“Nee, wij hebben géén uitzonderlijk salaris”
Enkele weken geleden ontlokte Trends een storm van protest bij de Europese ambtenarij. Riante lonen? Dan moet je eens bij de Navo gaan kijken. Royale vergoedingen? Ja maar, Brussel is een dure stad. Hans Torrekens, voorzitter van een vakbond voor EU-ambtenaren, legt uit waarom Europese ambtenaren recht hebben op een leefloon van 2325 bruto per maand.
Eurocratië is woedend.” De oprisping van Hans Torrekens spreekt boekdelen. Het coververhaal ‘De riante lonen van de NV Europa’ (zie Trends, 17 maart 2005, blz. 52) deed veel eurocraten steigeren. Bij de vloed van reacties was die van het Syndicat des Fonctionnaires Européens (SFE) wellicht de felste. De Vlaming Hans Torrekens is sinds begin 2004 voorzitter van de vakbond, die de belangen van een duizendtal Europese personeelsleden behartigt. “Onze bezoldiging is helemaal niet zo riant. Je moet onze salarissen vergelijken op de internationale markt. We werken niet voor een Belgisch bedrijf, maar voor een internationale organisatie. Dan blijkt dat we maar een heel gemiddelde wedde hebben. We gaan natuurlijk niet zeggen dat we een slechte wedde hebben. Maar we hebben geen uitzonderlijke wedde. Een vergelijkende studie uit 2003 toont aan dat onze lonen lager zijn dan bij andere internationale organisaties, zoals de VN, Navo of Unicef.”
Schrijven over het statuut van de Europese ambtenaar is een gevoelige zaak. Zeker na de hervorming van dat statuut, die inging op 1 mei 2004. Het oude en het nieuwe Statuut van de ambtenaren van de Europese Gemeenschappen overlappen geregeld. En dat zorgt bij buitenstaanders voor de nodige verwarring. Het oude statuut dateerde van 1968. Sindsdien kwamen er geen grondige wijzigingen, alleen amendementen. “De basisvoorwaarden zijn zeer grondig gewijzigd sinds mei 2004. Dat was een proces van moeizame onderhandelingen die drie, vier jaar aansleepten. De lidstaten wilden niet langer extra geld pompen in de Europese werking. De begroting werd geblokkeerd. Dat had ook gevolgen voor de loonschalen. Het nieuwe statuut is een van de resultaten. En dat nieuwe statuut is slechter.”

▬▬▬▬▬▬▬▬▬▬

Opdrachten:
1. Neem het stuk van het artikel van "Enkele weken geleden" tot en met "bruto per maand." opnieuw over en werk het bij: vervang "Brussel" door "Luxemburg".
2. Sinds wanneer is Hans Torrekens volgens het artikel voorzitter van de vakbond?

Opgeslagen gegevens:
▬▬▬▬▬▬▬▬▬▬

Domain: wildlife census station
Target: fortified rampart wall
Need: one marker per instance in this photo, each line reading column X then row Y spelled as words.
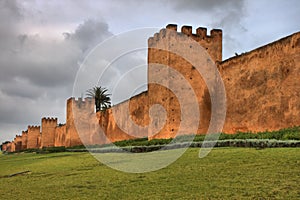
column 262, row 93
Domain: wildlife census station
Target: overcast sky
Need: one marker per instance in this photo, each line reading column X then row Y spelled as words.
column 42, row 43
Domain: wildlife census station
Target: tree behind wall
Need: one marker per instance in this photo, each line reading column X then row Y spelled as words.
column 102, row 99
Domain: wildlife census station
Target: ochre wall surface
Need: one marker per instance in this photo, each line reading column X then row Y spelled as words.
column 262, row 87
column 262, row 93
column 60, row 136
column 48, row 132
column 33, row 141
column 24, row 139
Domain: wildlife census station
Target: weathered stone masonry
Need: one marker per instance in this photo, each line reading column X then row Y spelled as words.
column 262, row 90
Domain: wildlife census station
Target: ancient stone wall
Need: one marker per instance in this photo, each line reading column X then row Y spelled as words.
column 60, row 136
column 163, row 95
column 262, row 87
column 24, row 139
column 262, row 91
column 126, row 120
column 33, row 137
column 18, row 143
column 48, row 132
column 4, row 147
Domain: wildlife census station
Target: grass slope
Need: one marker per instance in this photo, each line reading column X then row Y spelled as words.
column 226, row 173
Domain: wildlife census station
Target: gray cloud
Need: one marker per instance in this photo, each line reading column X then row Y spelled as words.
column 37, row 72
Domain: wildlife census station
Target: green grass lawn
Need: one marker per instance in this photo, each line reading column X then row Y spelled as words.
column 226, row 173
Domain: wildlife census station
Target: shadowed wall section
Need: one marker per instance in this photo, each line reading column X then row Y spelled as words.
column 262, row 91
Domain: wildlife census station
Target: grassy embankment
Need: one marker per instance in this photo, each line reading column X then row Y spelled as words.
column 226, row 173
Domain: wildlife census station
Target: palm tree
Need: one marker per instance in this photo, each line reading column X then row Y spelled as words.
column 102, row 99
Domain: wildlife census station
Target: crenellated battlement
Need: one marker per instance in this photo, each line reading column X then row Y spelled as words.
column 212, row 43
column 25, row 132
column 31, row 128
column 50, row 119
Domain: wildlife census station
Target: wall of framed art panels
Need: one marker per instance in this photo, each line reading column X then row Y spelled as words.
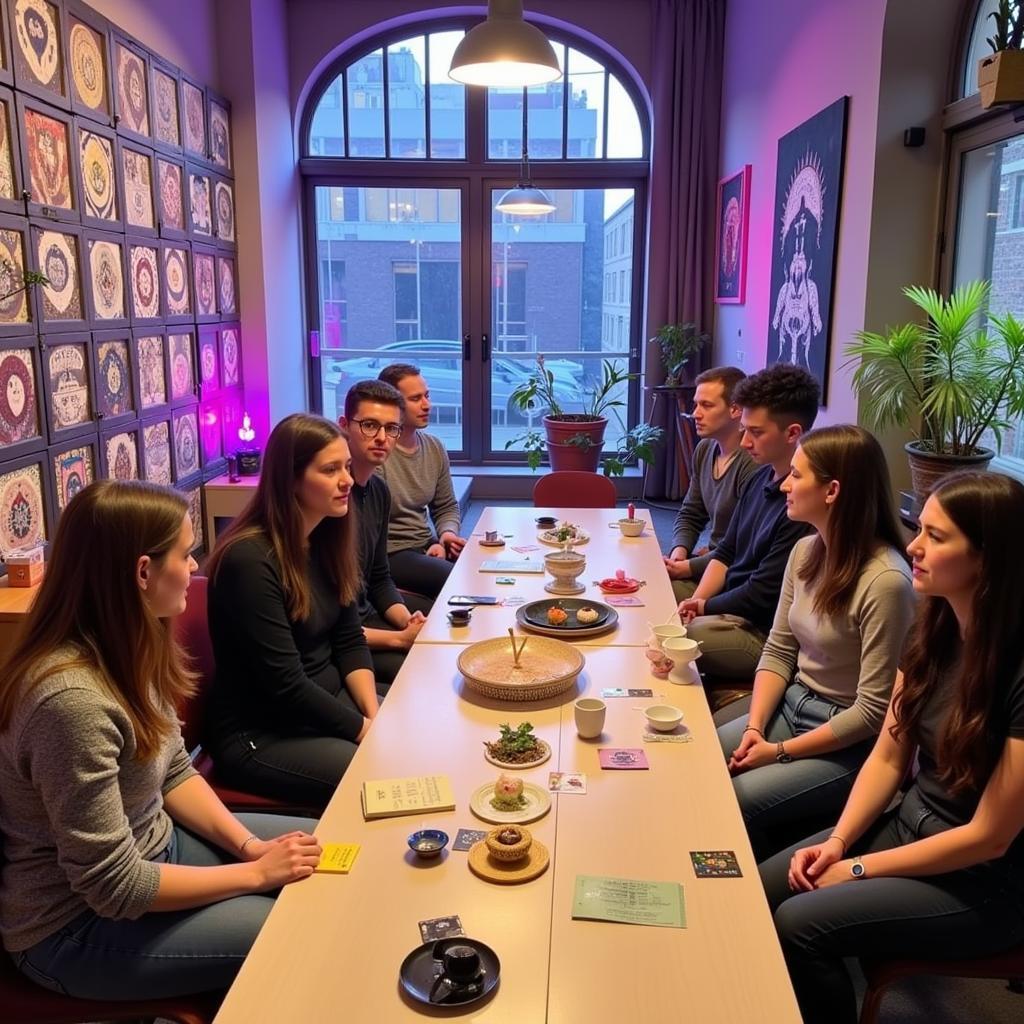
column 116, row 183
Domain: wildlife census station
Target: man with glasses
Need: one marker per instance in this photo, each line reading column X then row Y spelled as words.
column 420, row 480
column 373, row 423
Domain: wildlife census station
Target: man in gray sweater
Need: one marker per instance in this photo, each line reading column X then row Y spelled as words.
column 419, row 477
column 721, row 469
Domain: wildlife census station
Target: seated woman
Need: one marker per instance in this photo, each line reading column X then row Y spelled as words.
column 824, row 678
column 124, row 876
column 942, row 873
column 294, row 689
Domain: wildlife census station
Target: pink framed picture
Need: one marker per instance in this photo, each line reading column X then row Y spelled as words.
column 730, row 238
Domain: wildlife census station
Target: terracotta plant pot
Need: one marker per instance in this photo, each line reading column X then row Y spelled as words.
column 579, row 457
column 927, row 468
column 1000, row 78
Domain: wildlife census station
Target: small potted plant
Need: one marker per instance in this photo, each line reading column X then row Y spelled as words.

▬▬▬▬▬▬▬▬▬▬

Volledige antwoorden:
1.
Enkele weken geleden ontlokte Trends een storm van protest bij de Europese ambtenarij. Riante lonen? Dan moet je eens bij de Navo gaan kijken. Royale vergoedingen? Ja maar, Luxemburg is een dure stad. Hans Torrekens, voorzitter van een vakbond voor EU-ambtenaren, legt uit waarom Europese ambtenaren recht hebben op een leefloon van 2325 bruto per maand.

2. Sinds begin 2004.